**ZIEL 1**
Wie hoch war laut dem gezeigten Textauszug die Vergütung, die der Beklagten im Rahmen der Anlageberatung zufloss?

**GEZEIGTER TEXTAUSZUG**
Mit ihrer vom Berufungsgericht zugelassenen Revision erstrebt die Beklagte
weiterhin die vollständige Abweisung der Klage.
- 4 -
Entscheidungsgründe
5
Die Revision der Beklagten hat Erfolg. Sie führt im Umfang der Anfechtung zur Aufhebung des angefochtenen Urteils und Zurückverweisung der
Sache an das Berufungsgericht.
I.
6
Das Oberlandesgericht hat zur Begründung seiner Entscheidung im Wesentlichen ausgeführt:
7
Zwischen den Parteien sei ein Anlageberatungsvertrag geschlossen
worden. Aus diesem Verhältnis sei die Beklagte verpflichtet gewesen, den Kläger unaufgefordert über die genaue Höhe der ihr im Rahmen der Anlageberatung zufließenden Vergütung - hier: 7 % der Zeichnungssumme - aufzuklären.

**BEREITGESTELLTE DATEN**
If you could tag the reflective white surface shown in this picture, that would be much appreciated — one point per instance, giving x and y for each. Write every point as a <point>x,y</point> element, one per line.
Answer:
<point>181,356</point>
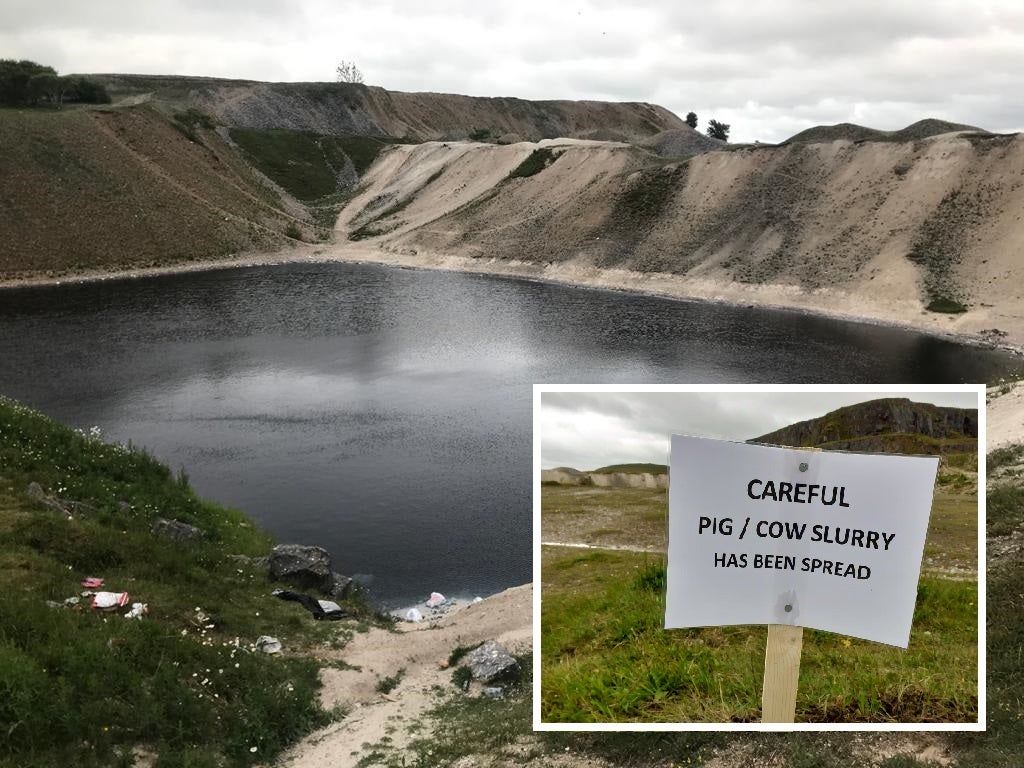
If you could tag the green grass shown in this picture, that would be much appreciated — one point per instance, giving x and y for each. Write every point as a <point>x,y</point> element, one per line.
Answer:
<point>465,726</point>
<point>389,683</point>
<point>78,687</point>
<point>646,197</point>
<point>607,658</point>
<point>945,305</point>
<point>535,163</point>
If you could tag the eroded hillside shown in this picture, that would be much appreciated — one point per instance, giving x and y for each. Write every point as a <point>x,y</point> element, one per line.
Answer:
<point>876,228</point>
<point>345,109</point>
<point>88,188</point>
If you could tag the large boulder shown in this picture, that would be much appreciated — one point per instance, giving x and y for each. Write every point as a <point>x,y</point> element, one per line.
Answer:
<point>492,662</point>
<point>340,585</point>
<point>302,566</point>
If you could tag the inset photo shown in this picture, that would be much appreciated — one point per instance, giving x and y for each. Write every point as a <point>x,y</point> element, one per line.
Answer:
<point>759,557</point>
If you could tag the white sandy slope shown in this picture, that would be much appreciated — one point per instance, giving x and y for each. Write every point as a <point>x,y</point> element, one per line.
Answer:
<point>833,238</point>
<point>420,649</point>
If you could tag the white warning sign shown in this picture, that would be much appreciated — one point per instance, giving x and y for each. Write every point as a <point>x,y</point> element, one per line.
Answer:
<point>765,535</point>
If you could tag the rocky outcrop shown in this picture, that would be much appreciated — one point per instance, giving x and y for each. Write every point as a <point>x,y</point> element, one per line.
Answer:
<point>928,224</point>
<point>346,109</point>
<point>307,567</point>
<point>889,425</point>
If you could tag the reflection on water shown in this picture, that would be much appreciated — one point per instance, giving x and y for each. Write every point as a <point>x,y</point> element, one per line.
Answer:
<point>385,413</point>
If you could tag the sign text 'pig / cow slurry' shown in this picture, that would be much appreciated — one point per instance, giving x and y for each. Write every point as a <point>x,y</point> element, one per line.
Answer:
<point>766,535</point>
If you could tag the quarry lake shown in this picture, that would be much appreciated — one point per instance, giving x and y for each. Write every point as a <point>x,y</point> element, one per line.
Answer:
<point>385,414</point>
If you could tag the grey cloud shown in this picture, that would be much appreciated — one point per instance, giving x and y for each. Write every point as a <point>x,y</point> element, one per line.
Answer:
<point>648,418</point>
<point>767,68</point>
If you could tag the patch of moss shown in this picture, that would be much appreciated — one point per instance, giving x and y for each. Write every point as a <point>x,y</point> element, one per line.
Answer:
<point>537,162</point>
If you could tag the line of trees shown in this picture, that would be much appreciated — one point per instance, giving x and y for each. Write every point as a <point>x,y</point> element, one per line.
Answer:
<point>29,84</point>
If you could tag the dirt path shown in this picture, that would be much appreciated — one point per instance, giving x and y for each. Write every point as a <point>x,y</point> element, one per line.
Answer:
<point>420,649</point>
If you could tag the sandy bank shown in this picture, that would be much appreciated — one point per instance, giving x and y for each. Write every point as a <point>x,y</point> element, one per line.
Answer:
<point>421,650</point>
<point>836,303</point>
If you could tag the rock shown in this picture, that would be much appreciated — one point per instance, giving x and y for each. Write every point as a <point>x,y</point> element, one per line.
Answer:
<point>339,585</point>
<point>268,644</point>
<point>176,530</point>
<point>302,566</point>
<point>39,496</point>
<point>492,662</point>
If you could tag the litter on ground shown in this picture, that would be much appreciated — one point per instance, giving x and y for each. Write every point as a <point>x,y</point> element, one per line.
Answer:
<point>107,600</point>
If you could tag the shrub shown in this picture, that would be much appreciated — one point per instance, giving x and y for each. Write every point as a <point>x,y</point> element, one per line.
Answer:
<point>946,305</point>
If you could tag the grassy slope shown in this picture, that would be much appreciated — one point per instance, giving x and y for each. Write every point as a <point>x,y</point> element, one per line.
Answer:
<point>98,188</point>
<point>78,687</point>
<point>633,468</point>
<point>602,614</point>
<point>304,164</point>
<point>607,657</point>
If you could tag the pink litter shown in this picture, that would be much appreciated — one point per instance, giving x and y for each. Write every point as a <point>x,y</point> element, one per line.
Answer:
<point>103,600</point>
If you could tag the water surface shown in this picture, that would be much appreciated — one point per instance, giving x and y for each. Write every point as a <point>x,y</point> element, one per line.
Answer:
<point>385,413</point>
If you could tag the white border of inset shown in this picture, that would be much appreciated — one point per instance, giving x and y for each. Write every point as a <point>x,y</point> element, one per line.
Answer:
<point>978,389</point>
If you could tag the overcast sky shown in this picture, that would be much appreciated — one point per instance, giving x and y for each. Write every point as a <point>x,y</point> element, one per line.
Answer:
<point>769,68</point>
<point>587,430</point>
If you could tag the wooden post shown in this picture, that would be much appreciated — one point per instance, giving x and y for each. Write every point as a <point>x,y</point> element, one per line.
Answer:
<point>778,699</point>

**ZIEL 2**
Gib jede Zeile der Einträge wieder, in der das Wort "inset" vorkommt. Dabei kommt es auf Groß- und Kleinschreibung an.

**RICHTIGE AUSGABE 1**
7 % der Zeichnungssumme.

**RICHTIGE AUSGABE 2**
If you could tag the inset photo shown in this picture, that would be much appreciated — one point per instance, giving x and y for each. Write every point as a <point>x,y</point> element, one per line.
If you could tag the white border of inset shown in this picture, that would be much appreciated — one point per instance, giving x and y for each. Write every point as a <point>x,y</point> element, one per line.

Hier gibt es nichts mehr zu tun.